**取り組む課題:** 「生理の貧困」をめぐる谷口歩実さんへのインタビュー記事を、最後の文の後から書き継ぐこと。

**元の文章:**
-------

昨年、「生理の貧困」というテーマに注目が集まり、自治体が生理用品を配布するなどの動きが各地に広がった。生理に関するそうしたムーブメントをリードした一人が、任意団体「#みんなの生理」の共同代表を務める谷口歩実さん(24)だ。谷口さんは「声を上げてよかった」と振り返る一方、活動を通じて違和感を持つことも多かったという。なぜだろうか。【藤沢美由紀/デジタル報道センター】
「これほど盛り上がるとは」
――谷口さんは大学在学中だった2019年12月に「生理用品を軽減税率対象にしてください!」という署名キャンペーンを始め、その後「#みんなの生理」を設立しました。特に21年3月に「若者の5人に1人が生理用品を買うのに苦労した経験がある」というアンケート結果を発表して以降、大きな注目が集まり、さまざまな動きも広がりました。
◆活動を始めたきっかけは、生理に関する卒業論文のためのインタビュー調査でした。話を聞いた友人たちが経済的負担について口にし、以前に祖母から生理用品のために生活費を切り詰めた経験を聞いたこともあり、おかしいと声を上げることにしました。署名キャンペーンを始めた後、すべての人の生理に関するニーズが満たされる社会を目指して団体としての取り組みを進めました。
これほど生理に関する動きが盛り上がるのは予想外でした。これまでプライベートな話とされてきた「生理」というトピックが公になるのは大事で、良かったと思っています。一方で、「生理の貧困」への注目からスタートし、「生理用品を買えない、かわいそうな若い女の子の問題」という狭い捉え方で多くの人に受け止められたことは、私たちの活動にとっての足かせになったとも感じました。報道でも生理用品を買えない当事者の話がとても多かったですね。当事者の声には説得力がある半面、かわいそうなエピソードを語らせ、消費してそれだけで終わるような報道にはやはり違和感がありました。

-------

**表示情報:**
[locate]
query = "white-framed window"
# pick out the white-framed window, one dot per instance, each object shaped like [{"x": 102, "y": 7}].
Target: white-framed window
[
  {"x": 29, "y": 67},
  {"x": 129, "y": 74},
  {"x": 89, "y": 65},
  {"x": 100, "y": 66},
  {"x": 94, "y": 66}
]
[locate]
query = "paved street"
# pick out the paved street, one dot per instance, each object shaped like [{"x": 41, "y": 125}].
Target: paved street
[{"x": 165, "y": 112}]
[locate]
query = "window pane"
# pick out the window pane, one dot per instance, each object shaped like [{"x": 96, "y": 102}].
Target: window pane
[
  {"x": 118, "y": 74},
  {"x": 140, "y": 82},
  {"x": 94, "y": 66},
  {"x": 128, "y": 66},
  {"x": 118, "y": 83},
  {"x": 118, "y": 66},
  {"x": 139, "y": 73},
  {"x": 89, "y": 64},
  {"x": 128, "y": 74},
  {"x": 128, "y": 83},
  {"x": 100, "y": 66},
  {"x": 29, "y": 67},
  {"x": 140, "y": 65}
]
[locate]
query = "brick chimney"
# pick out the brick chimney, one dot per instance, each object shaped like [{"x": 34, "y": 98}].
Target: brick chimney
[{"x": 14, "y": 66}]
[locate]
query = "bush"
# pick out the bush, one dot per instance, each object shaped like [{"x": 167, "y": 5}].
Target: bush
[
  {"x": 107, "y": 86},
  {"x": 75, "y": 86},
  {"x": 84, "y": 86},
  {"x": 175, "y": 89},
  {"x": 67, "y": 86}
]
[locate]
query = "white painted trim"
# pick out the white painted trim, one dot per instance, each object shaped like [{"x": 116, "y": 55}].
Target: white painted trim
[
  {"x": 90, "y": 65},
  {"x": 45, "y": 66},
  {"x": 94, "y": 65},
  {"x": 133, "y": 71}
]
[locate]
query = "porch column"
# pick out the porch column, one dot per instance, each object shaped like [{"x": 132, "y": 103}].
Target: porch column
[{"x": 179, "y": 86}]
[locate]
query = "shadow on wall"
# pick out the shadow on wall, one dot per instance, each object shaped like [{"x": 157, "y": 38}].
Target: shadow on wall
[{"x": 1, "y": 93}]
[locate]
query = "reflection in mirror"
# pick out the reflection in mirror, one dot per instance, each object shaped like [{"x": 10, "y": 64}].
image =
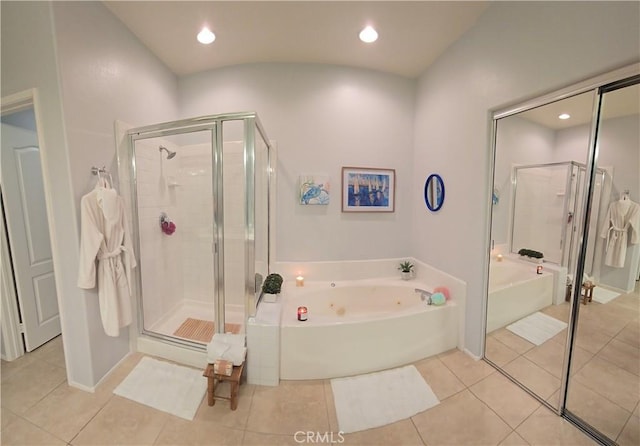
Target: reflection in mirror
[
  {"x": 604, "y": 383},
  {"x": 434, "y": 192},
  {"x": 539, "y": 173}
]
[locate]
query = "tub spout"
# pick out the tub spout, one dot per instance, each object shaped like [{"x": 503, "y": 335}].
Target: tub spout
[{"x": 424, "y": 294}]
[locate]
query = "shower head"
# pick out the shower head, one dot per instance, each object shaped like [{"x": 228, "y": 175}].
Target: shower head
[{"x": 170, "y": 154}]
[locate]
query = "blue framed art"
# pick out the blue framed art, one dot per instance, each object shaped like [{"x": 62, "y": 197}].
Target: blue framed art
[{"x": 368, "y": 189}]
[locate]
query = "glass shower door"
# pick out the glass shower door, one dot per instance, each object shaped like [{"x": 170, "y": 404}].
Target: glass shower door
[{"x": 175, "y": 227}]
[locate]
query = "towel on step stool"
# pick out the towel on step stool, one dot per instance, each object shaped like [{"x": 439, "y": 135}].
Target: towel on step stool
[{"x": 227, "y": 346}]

-------

**課題の出力:**
「困窮者のみ対象」への違和感
――「貧困」という面ばかり注目されることはどのような問題があるでしょうか。
◆生理用品を買えない層にフォーカスするのは悪いことではありません。でも、必需品である生理用品を買えないというのは本来あってはならない極端なケースであり、そのような状況を避けるため生理に関して誰もが利用できるインフラを整備する方向へ取り組むべきだと私たちは考えています。諸外国でも、公共施設のトイレに生理用品を設置したり税率を下げたりという議論がなされています。
しかし日本では昨年以降、困窮している人たちだけに絞って対応すればいいという前提で、動きが広がったように見えます。一部の自治体では窓口に来た人だけに生理用品を手渡したり、「困っている人のためのものです」という説明とともに生理用品を設置したりした学校がありました。そうした取り組みは「生理用品が必要な人=貧困状態」と見なすようで、対象者のハードルを上げ、生理用品を受け取りにくくなります。ある自治体の担当者を訪ねた際、誰でも生理用品を受け取れるよう公共施設のトイレへの設置をお願いしたら「困っている人を把握できなくなってしまう」と言われました。生理用品の配布が困っている人を集めるための手段となっていると感じました。こうした動きも想定外でした。
――他に違和感を持ったことはありますか。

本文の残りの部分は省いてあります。